Raw data:
━━━━━━━━━━━━━━━━

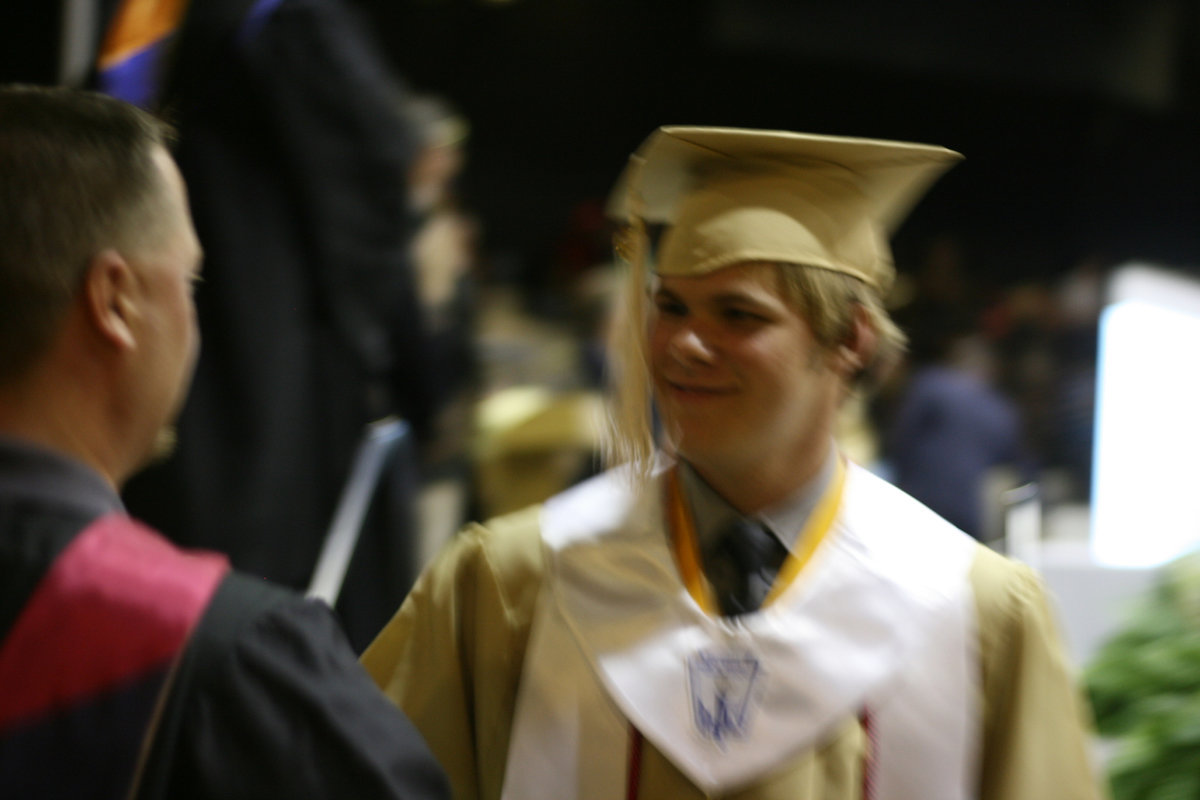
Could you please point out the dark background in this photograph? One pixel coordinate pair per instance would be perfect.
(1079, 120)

━━━━━━━━━━━━━━━━

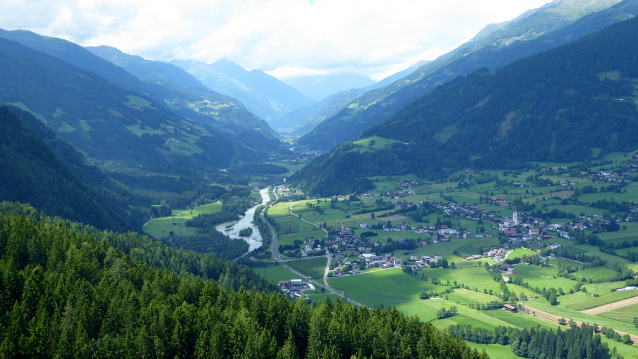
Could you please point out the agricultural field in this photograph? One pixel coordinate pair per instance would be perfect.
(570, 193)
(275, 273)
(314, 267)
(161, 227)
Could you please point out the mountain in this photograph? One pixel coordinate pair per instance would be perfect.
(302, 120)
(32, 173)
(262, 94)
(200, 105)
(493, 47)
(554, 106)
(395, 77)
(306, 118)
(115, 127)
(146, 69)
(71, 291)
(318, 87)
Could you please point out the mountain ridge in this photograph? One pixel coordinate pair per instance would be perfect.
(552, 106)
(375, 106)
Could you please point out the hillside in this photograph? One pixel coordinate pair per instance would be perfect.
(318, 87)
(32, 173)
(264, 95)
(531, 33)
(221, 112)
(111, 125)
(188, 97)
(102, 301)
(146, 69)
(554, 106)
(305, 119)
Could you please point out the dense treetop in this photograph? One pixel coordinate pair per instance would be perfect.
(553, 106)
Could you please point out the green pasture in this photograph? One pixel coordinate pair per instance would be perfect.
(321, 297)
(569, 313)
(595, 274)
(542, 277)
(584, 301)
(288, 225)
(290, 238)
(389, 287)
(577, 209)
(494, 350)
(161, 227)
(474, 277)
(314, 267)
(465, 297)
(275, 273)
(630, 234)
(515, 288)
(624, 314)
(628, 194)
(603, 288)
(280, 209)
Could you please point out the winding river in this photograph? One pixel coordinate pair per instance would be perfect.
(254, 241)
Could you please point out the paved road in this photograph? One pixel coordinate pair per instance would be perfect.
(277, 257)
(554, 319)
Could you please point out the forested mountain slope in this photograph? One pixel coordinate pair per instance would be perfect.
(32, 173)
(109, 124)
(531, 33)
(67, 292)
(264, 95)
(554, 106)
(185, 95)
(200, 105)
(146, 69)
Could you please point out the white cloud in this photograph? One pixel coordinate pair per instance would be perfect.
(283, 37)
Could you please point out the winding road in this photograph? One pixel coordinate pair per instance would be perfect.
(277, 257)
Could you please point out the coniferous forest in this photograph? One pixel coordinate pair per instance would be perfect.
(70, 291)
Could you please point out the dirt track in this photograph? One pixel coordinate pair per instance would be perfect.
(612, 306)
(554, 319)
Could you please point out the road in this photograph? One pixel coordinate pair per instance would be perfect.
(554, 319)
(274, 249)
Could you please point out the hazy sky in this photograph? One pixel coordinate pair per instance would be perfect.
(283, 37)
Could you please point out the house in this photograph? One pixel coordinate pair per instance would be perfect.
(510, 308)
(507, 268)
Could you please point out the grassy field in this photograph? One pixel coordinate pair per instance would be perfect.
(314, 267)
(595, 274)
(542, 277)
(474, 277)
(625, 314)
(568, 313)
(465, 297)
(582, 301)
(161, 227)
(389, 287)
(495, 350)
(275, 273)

━━━━━━━━━━━━━━━━

What this task involves: Recast the lines as a two-column Markdown table headed Number and Content, beginning at the line that has "Could you please point out the dark" and stopping after the line that has "(1079, 120)". Leave out any blank lines.

Output for this task:
| Number | Content |
|---|---|
| 1 | Could you please point out the dark background in this photograph? One pixel coordinate pair per instance would be perfect. |
| 2 | (1079, 120) |